The problem:
Continue the balconing article from where it stops.

Study text:

The so-called “balconing” craze, which had eased over the last two years after an awareness campaign, has now taken off again in the Mediterranean archipelago of Magaluf and Ibiza fame, said Juan Jose Segura, a surgeon at the Son Espases hospital in Palma de Majorca.
“Balconing” refers to people who throw themselves from the balcony of their room into pools or to get to another balcony, most of them very drunk or perhaps high on drugs, sometimes smashing onto the ground with tragic consequences.
I's become a form of daring challenge during a hedonistic holiday and is particularly popular among British and Irish tourists, Segura said.
While he does not have definitive figures, Segura said his trauma centre had treated at least six cases of “balconing” so far this year by British and Irish tourists and one French national.
Three of them died while the rest were very seriously injured, some paralysed.
It marks a significant rise from 2016 and 2017, which he said saw a total of six cases and no deaths.
“It seems this year isn't going to be like the previous years but will resume the initial 2010-2015 trend that saw 10 to 15 cases every summer,” said Segura who has authored a study on “balconing” trauma.
His figures however only concern those treated at Son Espases hospital, meaning there were likely more such cases in the archipelago.
Just this week alone, three people fell from their balconies in the Balearic Islands — although police are still investigating the incidents and it's unlikely all of them were cases of “balconing”.
'Prime of life'
On Wednesday, a 14-year-old boy from Ireland died after falling from a balcony of a hotel in Majorca where he was staying with his mother, the Guardia Civil police said.
It appears “he was playing on the balcony” and fell, a police spokesman said.
The same day, a man in his early twenties fell from a balcony in his holiday resort on the island of Ibiza, and is hospitalised in serious condition.
British media have identified him as Tolga Aramaz, a British Labour councillor in London.
It is unclear why he fell.
On Friday, emergency services said they attended to a man also in his early twenties who fell from a balcony in Es Pujols on the island of Formentera.
Police and the Spanish government's office in the Balearic Islands were not able to give the total number of “balconing” cases this year.

Data shown:
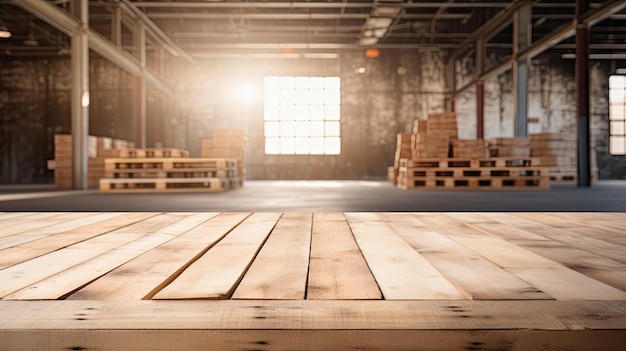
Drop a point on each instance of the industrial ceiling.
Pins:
(199, 29)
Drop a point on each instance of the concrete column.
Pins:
(582, 106)
(140, 95)
(521, 40)
(480, 88)
(80, 97)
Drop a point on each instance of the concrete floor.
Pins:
(320, 196)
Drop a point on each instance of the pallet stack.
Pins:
(559, 152)
(473, 173)
(476, 148)
(508, 147)
(98, 149)
(228, 143)
(168, 174)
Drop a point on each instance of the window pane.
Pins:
(287, 112)
(616, 112)
(302, 115)
(303, 112)
(333, 146)
(302, 129)
(317, 112)
(617, 128)
(272, 146)
(302, 146)
(332, 112)
(617, 82)
(287, 145)
(272, 112)
(317, 146)
(317, 128)
(287, 128)
(332, 129)
(272, 129)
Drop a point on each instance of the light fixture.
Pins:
(31, 40)
(4, 31)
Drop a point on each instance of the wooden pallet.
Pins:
(136, 185)
(479, 183)
(470, 162)
(177, 164)
(152, 153)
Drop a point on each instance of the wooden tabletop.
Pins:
(268, 280)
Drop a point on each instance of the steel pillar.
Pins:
(80, 97)
(140, 91)
(582, 106)
(521, 40)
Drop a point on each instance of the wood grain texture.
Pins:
(38, 247)
(476, 275)
(216, 274)
(337, 269)
(548, 276)
(280, 269)
(145, 275)
(400, 271)
(24, 274)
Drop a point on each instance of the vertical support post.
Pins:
(480, 88)
(80, 97)
(582, 106)
(451, 83)
(140, 96)
(116, 25)
(521, 40)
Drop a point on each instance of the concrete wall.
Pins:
(35, 105)
(551, 105)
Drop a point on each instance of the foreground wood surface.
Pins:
(312, 281)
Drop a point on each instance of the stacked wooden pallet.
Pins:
(508, 147)
(99, 148)
(228, 143)
(473, 173)
(559, 151)
(169, 174)
(476, 148)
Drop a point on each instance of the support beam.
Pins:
(480, 54)
(80, 97)
(140, 87)
(582, 106)
(521, 40)
(70, 26)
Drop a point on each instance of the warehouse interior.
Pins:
(312, 175)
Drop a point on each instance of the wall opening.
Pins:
(302, 115)
(617, 114)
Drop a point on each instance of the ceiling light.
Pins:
(4, 31)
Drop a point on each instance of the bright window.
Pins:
(617, 115)
(302, 115)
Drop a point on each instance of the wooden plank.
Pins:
(569, 236)
(608, 271)
(35, 248)
(280, 269)
(24, 274)
(144, 276)
(474, 274)
(62, 224)
(401, 272)
(546, 275)
(37, 220)
(72, 279)
(216, 274)
(337, 268)
(315, 315)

Result:
Segura, who as a surgeon sees “a lot of dramatic cases due to illnesses like cancer with older people,” said injuries from “balconing” were particularly distressing.
“It's really shocking to see a young person who has absolutely no problems, who was in the prime of life, who had thousands of projects ahead, a life to live, to suddenly die or be left totally incapable to do anything for themselves for the rest of their life.”
Fines and booze ban
In his 2010-2015 study, Segura found that his hospital alone treated 46 patients for “balconing” trauma, with over 60 percent of them British followed by Germans and then Spaniards.
Only one case involved a woman, all the others were men, aged 24 on average.
The fall from the balcony was from an average height of eight metres (26 feet).
Segura said he had taken part in awareness campaigns in Britain, cooperating with the British embassy in Spain. Authorities in the Balearic Islands are also trying to rein in the problem.
“Hotel managers distribute pamphlets, they warn people,” Segura said, adding they also put young people they think may balcony-jump on lower floors.
He said he had taken part in a meeting with officials from Calvia municipality, which includes Magaluf, infamous for its booze-fuelled tourism.
“The city hall is fining all those who try to jump from one balcony to another, it's banned pub crawling tours and is banning the sale of alcohol in shops at night time.”
Segura also pointed out that “balconing” wasn't the only craze among drunk tourists, who also dare themselves to cross highways or other dangerous activities. “There are many accidents linked to this wild alcohol consumption.”